:: SUPPLIED PASSAGE ::
The stars are not waiting for the brave. They are waiting for the builders.

We are the builders.

Charter

Solus Frontier Industrial Collective operates as a collective — not a hierarchy. There are no ranks of superiority, no class of operators above another. Those who take on administrative responsibilities do so in service of the collective, not in authority over it. Decisions are made with common sense and shared purpose as the guide.

We ask little of our members. We ask that they remember what SFIC stands for.

I. Conduct

Members of SFIC are expected to act with integrity — toward each other, and toward the broader community. Fraud, deception, and exploitation of fellow operators are incompatible with the spirit of this collective. We build. We do not steal from those who build beside us.

II. Solidarity

Deliberate harm to fellow members — whether through hostile action, sabotage, or betrayal of trust — will not be tolerated. We may operate independently, but we do not turn against our own.

III. Fair Play

SFIC expects all members to engage with the game as it is meant to be played. Advantages obtained through illegitimate means are a disservice to every operator who earns their place the hard way.

IV. Conflict

SFIC is not a combat organization, but combat is not foreign to us. Members are encouraged to engage in PvE operations — from defending the worksite to taking contracts in hostile space. PvP remains a personal choice; there are no mandatory engagements and no expectations. Fight when you want to. Stand down when you don’t.

:: TASK STATEMENT ::
Continue the SFIC charter from its last sentence onward.

:: GIVEN DATA ::

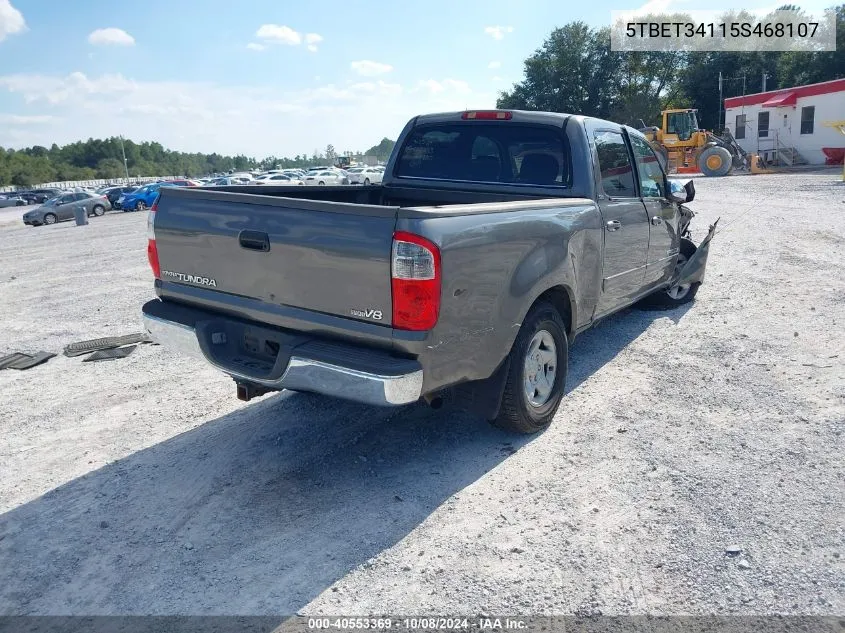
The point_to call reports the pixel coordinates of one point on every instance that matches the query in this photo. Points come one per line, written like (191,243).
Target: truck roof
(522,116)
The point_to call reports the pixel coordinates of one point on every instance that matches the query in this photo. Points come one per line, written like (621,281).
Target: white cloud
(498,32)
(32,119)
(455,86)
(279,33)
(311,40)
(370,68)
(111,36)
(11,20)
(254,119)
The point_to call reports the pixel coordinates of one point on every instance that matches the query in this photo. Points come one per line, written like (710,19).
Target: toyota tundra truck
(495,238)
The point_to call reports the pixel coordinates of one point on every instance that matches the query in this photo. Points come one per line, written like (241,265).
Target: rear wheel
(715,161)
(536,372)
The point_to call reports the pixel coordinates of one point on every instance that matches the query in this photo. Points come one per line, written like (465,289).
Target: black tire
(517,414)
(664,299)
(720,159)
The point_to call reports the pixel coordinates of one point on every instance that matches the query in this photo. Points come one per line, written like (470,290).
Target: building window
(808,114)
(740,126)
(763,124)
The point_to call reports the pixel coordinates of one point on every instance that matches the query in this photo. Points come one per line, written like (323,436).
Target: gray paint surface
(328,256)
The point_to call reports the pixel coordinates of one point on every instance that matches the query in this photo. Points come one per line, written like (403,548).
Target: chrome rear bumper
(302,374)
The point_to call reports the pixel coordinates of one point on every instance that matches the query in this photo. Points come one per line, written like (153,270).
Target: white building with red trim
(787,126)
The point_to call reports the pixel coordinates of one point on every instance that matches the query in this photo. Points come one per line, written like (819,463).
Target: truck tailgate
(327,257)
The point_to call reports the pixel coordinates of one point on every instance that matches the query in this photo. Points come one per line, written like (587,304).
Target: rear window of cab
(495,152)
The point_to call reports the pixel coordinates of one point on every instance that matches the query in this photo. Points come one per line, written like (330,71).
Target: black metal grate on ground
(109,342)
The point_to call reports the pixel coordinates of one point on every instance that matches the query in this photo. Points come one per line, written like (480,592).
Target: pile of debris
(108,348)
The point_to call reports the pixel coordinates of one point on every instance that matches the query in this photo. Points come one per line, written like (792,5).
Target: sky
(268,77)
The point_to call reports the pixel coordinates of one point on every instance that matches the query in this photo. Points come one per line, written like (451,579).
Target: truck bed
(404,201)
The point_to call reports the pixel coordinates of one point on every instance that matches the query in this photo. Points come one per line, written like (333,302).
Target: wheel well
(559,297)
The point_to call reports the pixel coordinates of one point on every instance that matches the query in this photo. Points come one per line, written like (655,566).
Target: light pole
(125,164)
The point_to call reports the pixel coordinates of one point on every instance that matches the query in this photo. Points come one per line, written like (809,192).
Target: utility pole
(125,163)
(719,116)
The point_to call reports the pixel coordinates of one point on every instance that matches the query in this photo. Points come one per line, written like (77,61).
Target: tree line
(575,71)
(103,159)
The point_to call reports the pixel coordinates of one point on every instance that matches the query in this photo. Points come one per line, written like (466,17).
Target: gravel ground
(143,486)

:: ANSWER FOR THIS EXERCISE ::
V. Language

SFIC operates primarily in Traditional Chinese and English. Members are welcome regardless of language background, provided they are comfortable operating in an environment where communications may be in either or both. No one will be turned away for their language — only for their conduct.

VI. Activity

Real life comes first. There are no activity requirements, no contribution quotas, no penalties for absence. The frontier will still be there when you get back. When you do log in, make it yours — whether that means a full day of mining runs, a cargo haul across multiple systems, a hard-fought battle in contested space, or simply landing somewhere beautiful and taking in the view. This is your frontier too. Enjoy it.

VII. Membership

Prospective members are asked to provide a brief introduction before joining. Tell us who you are and what brings you to the frontier. That is all we need.

The rules are few because the expectations are simple: show up, do honest work, and don’t make things harder for the people beside you.

The rest is frontier.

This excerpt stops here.